Problem description:
Copy out verbatim the part of the material below that opens with the line containing "outline torii gate crossbeam" and closes with the line containing "40], [94, 37]]]", including both of those lines.

Data to use:

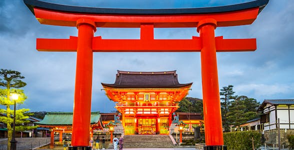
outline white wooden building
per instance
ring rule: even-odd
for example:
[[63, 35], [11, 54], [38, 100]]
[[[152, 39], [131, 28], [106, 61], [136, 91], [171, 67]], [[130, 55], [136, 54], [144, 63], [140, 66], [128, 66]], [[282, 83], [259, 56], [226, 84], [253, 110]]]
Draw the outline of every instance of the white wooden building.
[[294, 99], [265, 100], [258, 108], [264, 131], [278, 128], [294, 129]]

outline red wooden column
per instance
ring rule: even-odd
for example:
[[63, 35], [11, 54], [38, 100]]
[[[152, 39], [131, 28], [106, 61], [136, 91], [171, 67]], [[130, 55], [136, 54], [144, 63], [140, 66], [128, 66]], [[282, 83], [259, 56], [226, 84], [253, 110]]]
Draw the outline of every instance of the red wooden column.
[[59, 142], [62, 142], [62, 132], [59, 132]]
[[54, 148], [54, 129], [52, 129], [50, 134], [50, 149]]
[[214, 37], [216, 27], [215, 20], [207, 18], [199, 22], [197, 28], [202, 43], [201, 70], [205, 142], [206, 146], [214, 147], [224, 145]]
[[89, 19], [76, 21], [78, 30], [76, 86], [72, 120], [72, 146], [88, 146], [90, 136], [93, 52], [92, 41], [96, 26]]

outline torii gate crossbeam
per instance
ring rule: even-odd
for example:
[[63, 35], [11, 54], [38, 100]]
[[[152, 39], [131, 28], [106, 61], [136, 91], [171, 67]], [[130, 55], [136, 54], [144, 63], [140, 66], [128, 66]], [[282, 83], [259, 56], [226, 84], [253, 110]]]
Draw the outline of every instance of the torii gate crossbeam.
[[[37, 38], [36, 49], [76, 52], [72, 146], [88, 150], [92, 52], [193, 52], [201, 53], [205, 150], [226, 150], [222, 126], [216, 52], [254, 51], [252, 39], [215, 37], [217, 27], [252, 24], [268, 0], [205, 8], [120, 9], [72, 6], [38, 0], [24, 0], [42, 24], [76, 26], [78, 36], [69, 39]], [[197, 28], [200, 37], [191, 40], [154, 40], [154, 28]], [[96, 28], [140, 28], [140, 40], [94, 37]]]

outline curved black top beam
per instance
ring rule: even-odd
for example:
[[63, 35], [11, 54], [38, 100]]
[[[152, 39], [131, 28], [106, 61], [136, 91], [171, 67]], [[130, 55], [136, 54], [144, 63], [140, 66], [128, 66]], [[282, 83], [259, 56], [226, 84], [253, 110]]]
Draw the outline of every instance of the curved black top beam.
[[75, 6], [52, 4], [38, 0], [24, 0], [34, 14], [34, 8], [76, 13], [117, 14], [176, 14], [218, 13], [260, 8], [259, 12], [268, 4], [269, 0], [256, 0], [250, 2], [222, 6], [188, 8], [130, 9], [107, 8]]

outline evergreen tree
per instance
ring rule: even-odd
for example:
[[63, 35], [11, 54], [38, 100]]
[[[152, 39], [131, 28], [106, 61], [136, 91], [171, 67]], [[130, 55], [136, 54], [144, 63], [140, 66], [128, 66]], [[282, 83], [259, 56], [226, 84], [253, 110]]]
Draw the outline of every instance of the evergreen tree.
[[232, 85], [228, 85], [228, 86], [222, 87], [220, 89], [220, 95], [224, 96], [220, 98], [220, 107], [222, 110], [222, 126], [224, 128], [225, 132], [230, 131], [230, 128], [229, 126], [230, 122], [228, 119], [229, 112], [229, 106], [230, 106], [231, 100], [234, 98], [234, 94], [235, 93], [232, 90], [234, 87]]
[[185, 98], [178, 103], [180, 108], [176, 112], [203, 112], [203, 103], [202, 100]]
[[246, 96], [236, 96], [234, 100], [229, 107], [228, 116], [232, 125], [238, 126], [258, 117], [256, 109], [260, 104], [256, 100]]
[[[20, 72], [17, 71], [0, 69], [0, 86], [4, 88], [0, 88], [0, 104], [6, 106], [6, 110], [0, 109], [0, 113], [6, 114], [6, 116], [0, 116], [0, 120], [7, 124], [8, 148], [10, 150], [10, 142], [12, 138], [12, 126], [13, 124], [13, 119], [11, 118], [11, 116], [14, 114], [14, 111], [10, 109], [10, 106], [14, 104], [14, 102], [10, 100], [10, 93], [13, 92], [19, 95], [18, 98], [16, 101], [16, 104], [23, 104], [27, 97], [24, 93], [23, 90], [16, 88], [22, 88], [26, 86], [26, 84], [22, 80], [22, 79], [24, 78], [24, 77], [22, 76]], [[31, 114], [30, 113], [26, 113], [29, 110], [26, 108], [16, 110], [16, 130], [24, 130], [36, 128], [36, 126], [22, 126], [24, 124], [29, 122], [29, 120], [26, 120]]]

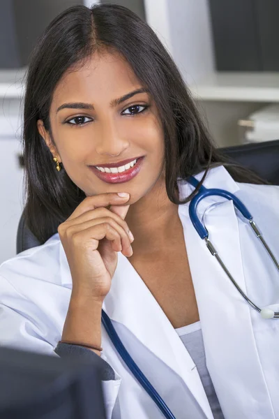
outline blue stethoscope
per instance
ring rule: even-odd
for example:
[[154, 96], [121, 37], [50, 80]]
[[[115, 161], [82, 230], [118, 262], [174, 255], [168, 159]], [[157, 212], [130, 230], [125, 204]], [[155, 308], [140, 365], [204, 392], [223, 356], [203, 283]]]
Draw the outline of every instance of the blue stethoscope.
[[[192, 186], [197, 187], [199, 184], [199, 181], [195, 179], [193, 176], [190, 176], [188, 179], [188, 182]], [[226, 272], [227, 275], [229, 277], [229, 279], [232, 281], [232, 284], [236, 288], [238, 291], [241, 294], [242, 297], [246, 300], [246, 302], [257, 311], [258, 311], [262, 317], [264, 318], [279, 318], [279, 312], [274, 312], [269, 308], [263, 308], [259, 309], [256, 304], [255, 304], [247, 295], [243, 292], [241, 288], [238, 286], [237, 283], [234, 281], [234, 278], [232, 277], [231, 274], [227, 269], [226, 266], [223, 263], [223, 260], [220, 258], [218, 252], [215, 249], [213, 245], [209, 240], [209, 232], [206, 228], [204, 227], [201, 221], [199, 220], [198, 216], [197, 215], [197, 207], [200, 203], [200, 201], [206, 196], [223, 196], [228, 200], [232, 200], [234, 206], [241, 212], [242, 215], [248, 220], [250, 225], [251, 226], [252, 230], [257, 235], [257, 237], [261, 240], [262, 244], [264, 244], [265, 249], [267, 250], [269, 256], [273, 260], [274, 264], [276, 267], [279, 270], [279, 264], [277, 262], [275, 256], [271, 252], [271, 249], [266, 244], [266, 242], [262, 237], [262, 233], [259, 232], [257, 228], [256, 224], [253, 221], [252, 216], [247, 210], [246, 206], [241, 203], [241, 201], [236, 198], [233, 193], [228, 192], [227, 191], [224, 191], [223, 189], [208, 189], [205, 188], [203, 185], [200, 186], [200, 189], [193, 198], [189, 205], [189, 215], [190, 220], [196, 229], [197, 233], [199, 237], [205, 240], [207, 248], [209, 249], [211, 253], [215, 256], [218, 261], [219, 264], [221, 265], [224, 271]], [[120, 356], [122, 358], [124, 362], [126, 364], [127, 367], [129, 368], [130, 372], [133, 374], [135, 378], [138, 380], [146, 392], [149, 395], [149, 396], [153, 399], [155, 403], [157, 404], [158, 408], [160, 409], [163, 415], [165, 418], [168, 419], [175, 419], [174, 416], [171, 412], [169, 409], [167, 407], [166, 404], [162, 397], [158, 394], [155, 388], [151, 384], [151, 383], [148, 381], [144, 374], [142, 372], [140, 368], [137, 367], [137, 364], [134, 362], [133, 358], [129, 355], [128, 352], [125, 348], [125, 346], [122, 344], [119, 337], [118, 336], [109, 316], [107, 314], [102, 310], [102, 323], [110, 338], [112, 340], [115, 348], [118, 351]]]

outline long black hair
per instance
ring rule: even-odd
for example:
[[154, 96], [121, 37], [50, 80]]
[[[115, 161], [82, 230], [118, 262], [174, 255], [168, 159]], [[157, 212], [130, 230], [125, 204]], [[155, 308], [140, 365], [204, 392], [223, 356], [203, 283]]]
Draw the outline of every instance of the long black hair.
[[[103, 47], [120, 52], [158, 107], [165, 133], [166, 191], [177, 205], [177, 177], [187, 179], [220, 165], [236, 182], [264, 183], [252, 172], [231, 164], [218, 151], [172, 59], [151, 27], [128, 8], [115, 4], [70, 7], [49, 24], [29, 57], [24, 102], [24, 216], [40, 243], [57, 233], [86, 195], [58, 172], [40, 135], [38, 119], [51, 134], [50, 108], [54, 89], [72, 66], [81, 65]], [[51, 135], [52, 136], [52, 135]], [[52, 138], [55, 145], [54, 139]]]

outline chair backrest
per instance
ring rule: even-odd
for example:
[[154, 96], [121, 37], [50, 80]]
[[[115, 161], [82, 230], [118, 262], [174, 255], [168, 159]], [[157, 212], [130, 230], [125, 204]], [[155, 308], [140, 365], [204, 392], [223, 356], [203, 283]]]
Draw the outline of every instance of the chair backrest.
[[[221, 148], [220, 150], [244, 167], [251, 169], [262, 179], [279, 185], [279, 140]], [[26, 225], [23, 214], [17, 234], [17, 253], [43, 244]]]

Solved problem:
outline torii gate crossbeam
per instance
ring rule: even-odd
for example:
[[63, 35], [11, 54], [38, 100]]
[[[152, 39], [131, 28], [106, 61], [136, 91], [171, 67]], [[130, 55], [136, 54], [144, 63], [140, 66], [128, 66]], [[282, 83], [259, 56], [226, 84], [253, 110]]]
Draw the outline of every instance of the torii gate crossbeam.
[[[37, 38], [36, 49], [76, 52], [72, 146], [88, 150], [92, 52], [193, 52], [201, 53], [205, 150], [226, 150], [222, 126], [216, 52], [254, 51], [252, 39], [215, 37], [217, 27], [252, 24], [268, 0], [205, 8], [120, 9], [72, 6], [38, 0], [24, 0], [42, 24], [76, 26], [78, 36], [69, 39]], [[197, 28], [200, 37], [191, 40], [154, 40], [154, 28]], [[96, 28], [140, 28], [140, 40], [94, 37]]]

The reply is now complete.